- **Apply what you read**:
[1] How many studies were included in the analysis, according to the abstract on obesity and liver transplant survival?
[2] Retype the abstract on obesity and liver transplant survival from "The results of" up to and including "of liver disease.".

- **Passage to read**:
It is controversial if obesity has an impact on overall survival after liver transplantation (LT). The goal of this study was to determine if obesity impacts liver transplant recipient survival. Through subgroup analysis, we also evaluated different body mass index (BMI) thresholds and the confounding effect of ascites on survival.

Methods:

A systematic literature search from 1990 until July 2013. The main outcome was to evaluate the impact of obesity on survival in adult LT recipients. Dochotomous outcomes were reported as relative risk (RR) with 95% confidence intervals (CI).

Results:

Thirteen studies with a total 2275 obese and 72 212 non obese patients were included in the analysis. The combined analysis showed no difference in mortality between control and increased weight patients (RR = 0.97, 95% CI [0.82, 1.13], P = 0.66) at last follow-up. Moreover, no differences in mortality were noted in subgroup analysis comparing different BMI thresholds. There was also no differences in survival when BMI was adjusted for ascites or in studies where the liver disease severity was similar. Obese patients had worse survival than nonobese patients in pooled analysis of studies which had similar causes of liver disease (RR = 0.69, 95% CI [0.52, 0.92], P = 0.01).

Conclusion:

The results of our pools analysis suggest that BMI does not specifically impact patient survival. However, obese patients have worse survival when analysis was performed in studies whose cohorts of obese and nonobese patients had similar causes of liver disease.

- **Data records**:
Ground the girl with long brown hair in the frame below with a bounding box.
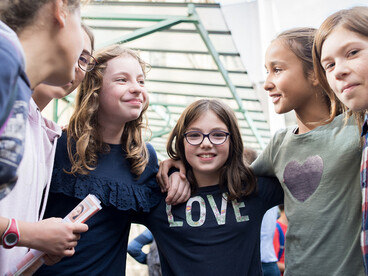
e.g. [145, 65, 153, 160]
[136, 99, 283, 276]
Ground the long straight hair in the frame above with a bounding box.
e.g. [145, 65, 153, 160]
[313, 7, 368, 127]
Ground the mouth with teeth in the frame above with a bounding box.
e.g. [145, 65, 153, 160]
[198, 153, 216, 159]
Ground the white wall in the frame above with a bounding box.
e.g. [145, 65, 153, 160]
[218, 0, 368, 133]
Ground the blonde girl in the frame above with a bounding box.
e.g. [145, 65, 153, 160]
[161, 28, 364, 276]
[36, 45, 161, 275]
[313, 7, 368, 274]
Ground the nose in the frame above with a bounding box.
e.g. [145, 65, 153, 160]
[263, 75, 275, 91]
[74, 60, 81, 73]
[129, 82, 143, 94]
[201, 137, 212, 148]
[334, 62, 350, 79]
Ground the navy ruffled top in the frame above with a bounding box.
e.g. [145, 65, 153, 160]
[50, 133, 161, 212]
[35, 133, 162, 275]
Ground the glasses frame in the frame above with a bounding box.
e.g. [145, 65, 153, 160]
[78, 53, 97, 72]
[184, 130, 230, 146]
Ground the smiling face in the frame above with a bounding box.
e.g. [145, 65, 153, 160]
[264, 40, 315, 114]
[184, 110, 230, 186]
[98, 54, 148, 127]
[321, 26, 368, 111]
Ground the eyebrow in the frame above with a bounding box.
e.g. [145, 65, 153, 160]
[320, 41, 361, 63]
[112, 71, 144, 77]
[264, 60, 286, 69]
[82, 49, 92, 55]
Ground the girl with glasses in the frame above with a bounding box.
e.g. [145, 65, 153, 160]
[161, 27, 364, 276]
[0, 0, 88, 275]
[135, 99, 283, 276]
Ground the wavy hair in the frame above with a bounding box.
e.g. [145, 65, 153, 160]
[313, 7, 368, 127]
[0, 0, 83, 33]
[67, 45, 149, 176]
[166, 99, 256, 200]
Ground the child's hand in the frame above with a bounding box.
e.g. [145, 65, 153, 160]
[19, 218, 88, 257]
[165, 172, 191, 205]
[42, 254, 62, 265]
[156, 159, 186, 192]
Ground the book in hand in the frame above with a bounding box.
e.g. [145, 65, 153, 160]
[5, 194, 102, 276]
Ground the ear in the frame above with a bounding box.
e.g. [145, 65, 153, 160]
[309, 71, 319, 86]
[53, 0, 68, 28]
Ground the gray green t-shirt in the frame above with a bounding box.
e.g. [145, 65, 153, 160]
[252, 115, 364, 276]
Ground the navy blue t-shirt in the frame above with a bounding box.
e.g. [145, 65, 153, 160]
[35, 133, 161, 275]
[134, 177, 284, 276]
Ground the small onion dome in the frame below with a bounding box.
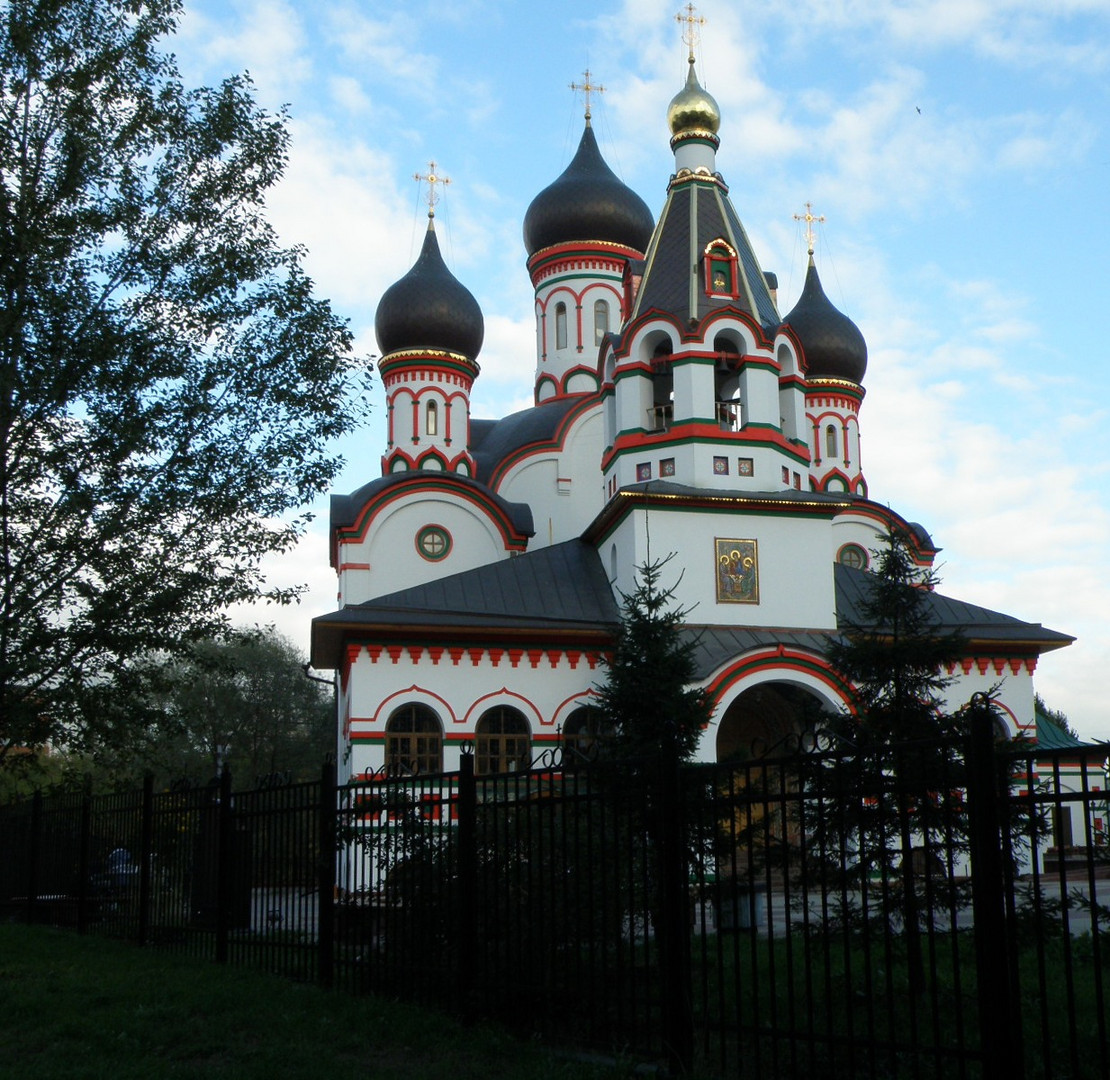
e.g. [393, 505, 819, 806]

- **Answer set**:
[1] Thirteen studies.

[2]
The results of our pools analysis suggest that BMI does not specifically impact patient survival. However, obese patients have worse survival when analysis was performed in studies whose cohorts of obese and nonobese patients had similar causes of liver disease.